*Your task*
Count the lines in the material below that contain the word "standing", and give only the number.
_ _ _
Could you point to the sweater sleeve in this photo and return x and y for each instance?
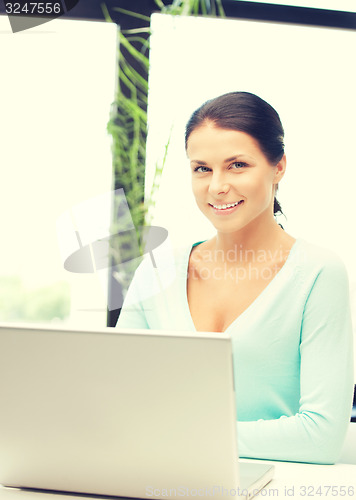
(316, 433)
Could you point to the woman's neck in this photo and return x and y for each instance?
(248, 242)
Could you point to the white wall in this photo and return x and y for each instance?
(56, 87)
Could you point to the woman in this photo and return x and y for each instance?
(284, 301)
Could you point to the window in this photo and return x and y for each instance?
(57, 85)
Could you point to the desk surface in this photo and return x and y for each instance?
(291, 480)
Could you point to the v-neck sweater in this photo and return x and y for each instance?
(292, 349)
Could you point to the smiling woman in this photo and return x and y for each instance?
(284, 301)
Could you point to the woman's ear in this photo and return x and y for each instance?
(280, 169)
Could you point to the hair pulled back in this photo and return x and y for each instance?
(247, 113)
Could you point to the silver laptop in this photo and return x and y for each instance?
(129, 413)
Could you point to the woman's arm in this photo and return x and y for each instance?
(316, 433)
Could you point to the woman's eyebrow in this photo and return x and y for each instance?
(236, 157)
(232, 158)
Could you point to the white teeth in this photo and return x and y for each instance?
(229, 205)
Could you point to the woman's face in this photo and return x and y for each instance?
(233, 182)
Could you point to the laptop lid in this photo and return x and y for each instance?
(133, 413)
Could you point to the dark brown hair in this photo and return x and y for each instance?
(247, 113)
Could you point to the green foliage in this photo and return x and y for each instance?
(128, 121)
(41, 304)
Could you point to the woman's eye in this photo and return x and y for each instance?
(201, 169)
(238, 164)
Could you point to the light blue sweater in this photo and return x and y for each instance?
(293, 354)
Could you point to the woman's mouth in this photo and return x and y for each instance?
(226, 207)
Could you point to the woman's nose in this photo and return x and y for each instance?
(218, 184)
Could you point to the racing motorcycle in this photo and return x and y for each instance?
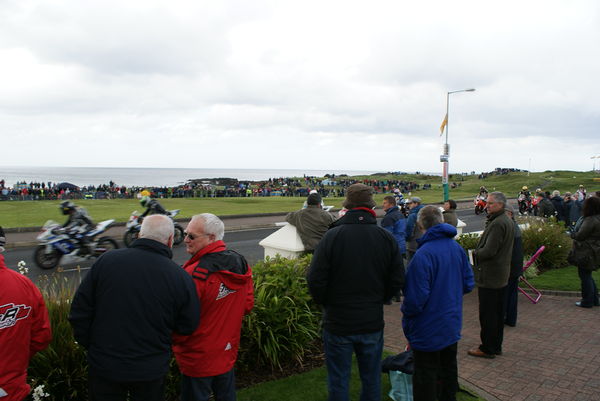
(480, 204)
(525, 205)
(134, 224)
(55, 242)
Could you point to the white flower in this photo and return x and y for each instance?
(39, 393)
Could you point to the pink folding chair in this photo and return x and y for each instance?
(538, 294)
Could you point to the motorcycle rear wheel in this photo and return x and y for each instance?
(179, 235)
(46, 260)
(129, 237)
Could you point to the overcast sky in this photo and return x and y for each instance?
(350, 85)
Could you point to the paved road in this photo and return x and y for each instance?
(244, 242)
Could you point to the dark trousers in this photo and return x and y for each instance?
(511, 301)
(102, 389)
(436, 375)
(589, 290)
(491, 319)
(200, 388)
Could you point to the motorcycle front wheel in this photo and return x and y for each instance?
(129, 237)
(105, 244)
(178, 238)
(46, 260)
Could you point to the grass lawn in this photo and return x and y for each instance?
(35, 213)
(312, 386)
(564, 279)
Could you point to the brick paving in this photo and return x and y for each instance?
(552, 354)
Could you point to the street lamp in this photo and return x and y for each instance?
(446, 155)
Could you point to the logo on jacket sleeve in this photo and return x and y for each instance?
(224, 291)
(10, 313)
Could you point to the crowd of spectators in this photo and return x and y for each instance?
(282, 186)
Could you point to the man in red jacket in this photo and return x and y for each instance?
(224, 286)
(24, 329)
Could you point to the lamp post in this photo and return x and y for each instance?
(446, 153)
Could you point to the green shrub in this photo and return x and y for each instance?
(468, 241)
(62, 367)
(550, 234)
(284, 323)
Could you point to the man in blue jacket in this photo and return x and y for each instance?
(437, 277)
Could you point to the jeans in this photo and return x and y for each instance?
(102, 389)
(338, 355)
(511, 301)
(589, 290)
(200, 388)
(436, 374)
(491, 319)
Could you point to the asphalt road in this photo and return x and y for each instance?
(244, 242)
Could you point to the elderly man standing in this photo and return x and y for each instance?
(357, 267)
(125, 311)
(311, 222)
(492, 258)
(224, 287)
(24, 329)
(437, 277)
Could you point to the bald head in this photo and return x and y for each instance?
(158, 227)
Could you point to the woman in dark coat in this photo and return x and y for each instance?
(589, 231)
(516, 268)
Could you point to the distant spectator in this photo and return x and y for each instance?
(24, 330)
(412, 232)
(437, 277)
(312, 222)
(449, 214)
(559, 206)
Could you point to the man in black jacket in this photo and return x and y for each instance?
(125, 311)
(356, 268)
_ _ _
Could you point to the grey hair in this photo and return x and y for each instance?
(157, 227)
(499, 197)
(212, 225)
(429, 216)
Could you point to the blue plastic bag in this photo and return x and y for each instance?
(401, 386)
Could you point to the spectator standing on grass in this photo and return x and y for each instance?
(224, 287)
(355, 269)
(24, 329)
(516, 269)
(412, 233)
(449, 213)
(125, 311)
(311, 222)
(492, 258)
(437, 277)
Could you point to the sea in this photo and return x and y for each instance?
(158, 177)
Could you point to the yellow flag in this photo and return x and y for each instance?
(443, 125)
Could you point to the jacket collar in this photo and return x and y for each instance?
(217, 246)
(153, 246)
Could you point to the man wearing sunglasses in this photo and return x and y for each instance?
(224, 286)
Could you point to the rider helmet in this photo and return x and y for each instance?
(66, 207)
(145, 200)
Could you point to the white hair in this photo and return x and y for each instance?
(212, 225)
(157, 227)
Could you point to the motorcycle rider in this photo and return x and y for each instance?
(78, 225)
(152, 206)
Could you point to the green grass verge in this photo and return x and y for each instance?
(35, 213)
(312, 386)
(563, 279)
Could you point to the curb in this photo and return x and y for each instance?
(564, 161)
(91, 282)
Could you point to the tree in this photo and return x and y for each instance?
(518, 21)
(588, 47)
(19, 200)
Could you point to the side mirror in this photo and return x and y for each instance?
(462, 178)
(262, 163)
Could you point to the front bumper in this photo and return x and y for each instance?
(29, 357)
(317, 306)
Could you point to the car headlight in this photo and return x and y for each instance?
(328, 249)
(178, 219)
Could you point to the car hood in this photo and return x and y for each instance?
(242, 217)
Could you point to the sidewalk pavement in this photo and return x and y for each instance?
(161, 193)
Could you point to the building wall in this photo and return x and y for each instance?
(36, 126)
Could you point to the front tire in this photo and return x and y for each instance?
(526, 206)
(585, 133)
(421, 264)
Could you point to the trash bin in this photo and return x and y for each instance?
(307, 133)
_ _ _
*Answer to this problem*
2